● Directions:
[1] Rewrite the paragraph in the text on Teach For Armenia's emergency response that begins "Due to the war, tens of thousands" as a short bulleted list. Keep its main facts.
[2] List every need that, according to the text on Teach For Armenia's emergency response, the conflict created.
[3] Reproduce a passage from the text on Teach For Armenia's emergency response word for word, starting with "Due to the war, tens" and going on through "for remote learning.".

● Text segment:
Armenuhi Bayunts, parent of a displaced student in Lori Province, Armenia
The year 2020 challenged us in unexpected ways. Just as we were coming to terms with the pandemic, we were confronted by conflict—first in July, with skirmishes on Armenia’s northeastern border; then in September with a 44-day war. Because of our program’s reach—100 schools and 15,000 students—no one in the Teach For Armenia network was untouched by the resulting violence and displacement. Moreover, this same reach has allowed us to mobilize a widespread response to support conflict-affected students and communities. In particular, our Alumni-Ambassadors led the way.
Due to the war, tens of thousands of students were out of school. Many were displaced from their homes and sought refuge in different regions of Armenia. The conflict created many needs—for shelter, food, medicine, as well as access to education. In early October 2020, we launched a campaign called Teach For Peace. Through the initiative, we sourced, assembled, and distributed 500 care packages to conflict-affected students. In order to help students cope with pain and loss, we trained Teacher-Leaders in social-emotional learning and trauma-informed teaching practices. We also worked with Armenia’s Ministry of Education, Science, Culture, and Sport to continue closing the digital divide by purchasIng additional devices for remote learning.
Teach For Armenia’s Emergency Education Response has only grown from there. Immediately, we hired six Alumni-Ambassadors to serve as Emergency Education Managers, who in turn assembled teams of Emergency Education Specialists and Assistants who could organize informal education and wraparound support for displaced students. The “Specialist” position was reserved for Alumni-Ambassadors who had already undergone our two-year program. They were then joined by “Assistants,” many of whom were teachers who had also been recently displaced. Our first Emergency Education Responders were deployed to Tavush, where hundreds of people from the affected area were given temporary shelter in hotels and resorts. This team was joined by 12 Teacher-Leaders who had also been displaced due to the war. As the team expanded to include mental health professionals, other educators, and volunteers, so did the geographies we serve.

● Records provided:
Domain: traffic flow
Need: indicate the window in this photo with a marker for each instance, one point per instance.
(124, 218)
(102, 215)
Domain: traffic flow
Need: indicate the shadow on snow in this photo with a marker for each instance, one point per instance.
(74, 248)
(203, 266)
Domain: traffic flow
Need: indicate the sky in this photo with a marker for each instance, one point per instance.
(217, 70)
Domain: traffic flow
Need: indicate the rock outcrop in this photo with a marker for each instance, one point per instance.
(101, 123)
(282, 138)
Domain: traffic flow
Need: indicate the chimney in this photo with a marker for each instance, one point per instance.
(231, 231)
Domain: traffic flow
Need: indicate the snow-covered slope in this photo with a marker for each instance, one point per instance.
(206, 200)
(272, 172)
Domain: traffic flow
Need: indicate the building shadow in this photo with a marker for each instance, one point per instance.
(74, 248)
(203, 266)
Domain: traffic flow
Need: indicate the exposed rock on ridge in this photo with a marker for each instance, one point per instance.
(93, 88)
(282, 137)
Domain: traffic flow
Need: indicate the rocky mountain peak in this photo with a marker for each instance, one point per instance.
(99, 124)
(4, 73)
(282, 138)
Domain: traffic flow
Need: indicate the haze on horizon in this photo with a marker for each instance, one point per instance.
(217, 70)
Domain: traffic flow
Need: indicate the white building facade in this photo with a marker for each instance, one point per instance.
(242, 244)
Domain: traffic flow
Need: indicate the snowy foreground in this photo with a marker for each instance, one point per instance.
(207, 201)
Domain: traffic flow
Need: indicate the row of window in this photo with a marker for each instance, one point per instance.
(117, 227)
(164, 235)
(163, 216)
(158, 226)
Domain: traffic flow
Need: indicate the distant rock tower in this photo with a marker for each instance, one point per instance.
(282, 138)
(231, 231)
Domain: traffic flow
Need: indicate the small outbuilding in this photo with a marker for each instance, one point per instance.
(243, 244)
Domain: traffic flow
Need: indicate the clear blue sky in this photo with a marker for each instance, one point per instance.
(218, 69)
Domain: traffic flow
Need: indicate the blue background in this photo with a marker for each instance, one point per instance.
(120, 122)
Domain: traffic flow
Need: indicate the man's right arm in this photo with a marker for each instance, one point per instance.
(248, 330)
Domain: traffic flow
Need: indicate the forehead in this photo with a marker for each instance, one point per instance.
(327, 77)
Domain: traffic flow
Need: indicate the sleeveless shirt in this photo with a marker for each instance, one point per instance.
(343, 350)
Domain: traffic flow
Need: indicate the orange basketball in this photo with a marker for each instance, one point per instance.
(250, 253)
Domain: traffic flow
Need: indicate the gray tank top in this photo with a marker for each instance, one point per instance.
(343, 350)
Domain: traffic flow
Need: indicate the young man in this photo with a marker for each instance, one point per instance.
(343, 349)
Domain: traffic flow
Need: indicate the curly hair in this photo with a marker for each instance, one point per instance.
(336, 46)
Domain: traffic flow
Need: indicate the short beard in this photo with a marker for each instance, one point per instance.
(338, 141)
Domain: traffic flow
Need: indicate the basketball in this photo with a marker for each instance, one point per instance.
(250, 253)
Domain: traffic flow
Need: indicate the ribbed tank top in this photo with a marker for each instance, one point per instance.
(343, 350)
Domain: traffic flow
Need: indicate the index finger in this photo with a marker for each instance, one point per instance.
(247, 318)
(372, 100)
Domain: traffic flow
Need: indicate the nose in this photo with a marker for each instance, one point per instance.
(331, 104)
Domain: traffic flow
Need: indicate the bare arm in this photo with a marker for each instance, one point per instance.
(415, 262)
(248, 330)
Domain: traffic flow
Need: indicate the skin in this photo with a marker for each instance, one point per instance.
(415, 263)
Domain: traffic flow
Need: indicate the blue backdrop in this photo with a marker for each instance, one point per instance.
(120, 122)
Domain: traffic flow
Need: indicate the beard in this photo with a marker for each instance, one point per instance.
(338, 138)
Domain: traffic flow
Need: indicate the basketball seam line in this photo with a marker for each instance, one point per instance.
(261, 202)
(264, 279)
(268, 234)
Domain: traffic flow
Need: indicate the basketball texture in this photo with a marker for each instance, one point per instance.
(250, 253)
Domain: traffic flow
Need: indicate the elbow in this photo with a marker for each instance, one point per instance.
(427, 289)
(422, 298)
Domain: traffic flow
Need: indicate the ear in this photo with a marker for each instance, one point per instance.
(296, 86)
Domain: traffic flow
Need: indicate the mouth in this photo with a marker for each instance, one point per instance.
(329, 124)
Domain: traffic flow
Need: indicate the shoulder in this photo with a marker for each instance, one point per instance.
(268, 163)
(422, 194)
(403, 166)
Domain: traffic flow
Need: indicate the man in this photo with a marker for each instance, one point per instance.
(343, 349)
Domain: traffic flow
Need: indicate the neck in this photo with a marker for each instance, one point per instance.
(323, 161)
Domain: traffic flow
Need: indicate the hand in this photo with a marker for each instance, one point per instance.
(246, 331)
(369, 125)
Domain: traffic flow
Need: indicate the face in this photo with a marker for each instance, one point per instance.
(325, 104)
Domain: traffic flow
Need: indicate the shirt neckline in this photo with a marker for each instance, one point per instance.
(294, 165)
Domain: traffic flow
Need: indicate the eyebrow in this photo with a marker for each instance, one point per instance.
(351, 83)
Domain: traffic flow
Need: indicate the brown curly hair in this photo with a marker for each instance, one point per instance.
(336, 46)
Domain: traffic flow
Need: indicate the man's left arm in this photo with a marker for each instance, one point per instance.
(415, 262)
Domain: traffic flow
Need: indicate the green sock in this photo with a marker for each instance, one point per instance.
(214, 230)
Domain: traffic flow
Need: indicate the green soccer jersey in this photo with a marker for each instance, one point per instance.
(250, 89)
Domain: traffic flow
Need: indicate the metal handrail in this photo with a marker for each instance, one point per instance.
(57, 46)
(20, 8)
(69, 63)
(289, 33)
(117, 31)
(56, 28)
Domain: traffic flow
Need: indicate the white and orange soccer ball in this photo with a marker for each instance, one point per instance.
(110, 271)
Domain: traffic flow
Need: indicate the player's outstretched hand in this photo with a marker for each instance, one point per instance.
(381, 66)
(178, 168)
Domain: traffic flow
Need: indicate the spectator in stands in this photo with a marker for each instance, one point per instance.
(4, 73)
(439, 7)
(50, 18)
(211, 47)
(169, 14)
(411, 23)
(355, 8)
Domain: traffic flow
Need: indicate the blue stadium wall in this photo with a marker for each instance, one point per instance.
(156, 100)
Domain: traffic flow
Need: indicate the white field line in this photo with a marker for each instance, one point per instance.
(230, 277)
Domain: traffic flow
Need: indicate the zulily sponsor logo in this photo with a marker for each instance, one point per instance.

● Results for the exercise:
[1]
- Because of the war, tens of thousands of students were out of school, and many were displaced to other regions of Armenia.
- The conflict created needs for shelter, food, medicine, and access to education.
- In early October 2020, Teach For Armenia launched a campaign called Teach For Peace.
- Through Teach For Peace, 500 care packages were sourced, assembled, and distributed to conflict-affected students.
- To help students cope with pain and loss, Teacher-Leaders were trained in social-emotional learning and trauma-informed teaching practices.
- Working with Armenia's Ministry of Education, Science, Culture, and Sport, the organization bought additional devices for remote learning to keep closing the digital divide.

[2]
- Shelter
- Food
- Medicine
- Access to education

[3]
Due to the war, tens of thousands of students were out of school. Many were displaced from their homes and sought refuge in different regions of Armenia. The conflict created many needs—for shelter, food, medicine, as well as access to education. In early October 2020, we launched a campaign called Teach For Peace. Through the initiative, we sourced, assembled, and distributed 500 care packages to conflict-affected students. In order to help students cope with pain and loss, we trained Teacher-Leaders in social-emotional learning and trauma-informed teaching practices. We also worked with Armenia’s Ministry of Education, Science, Culture, and Sport to continue closing the digital divide by purchasIng additional devices for remote learning.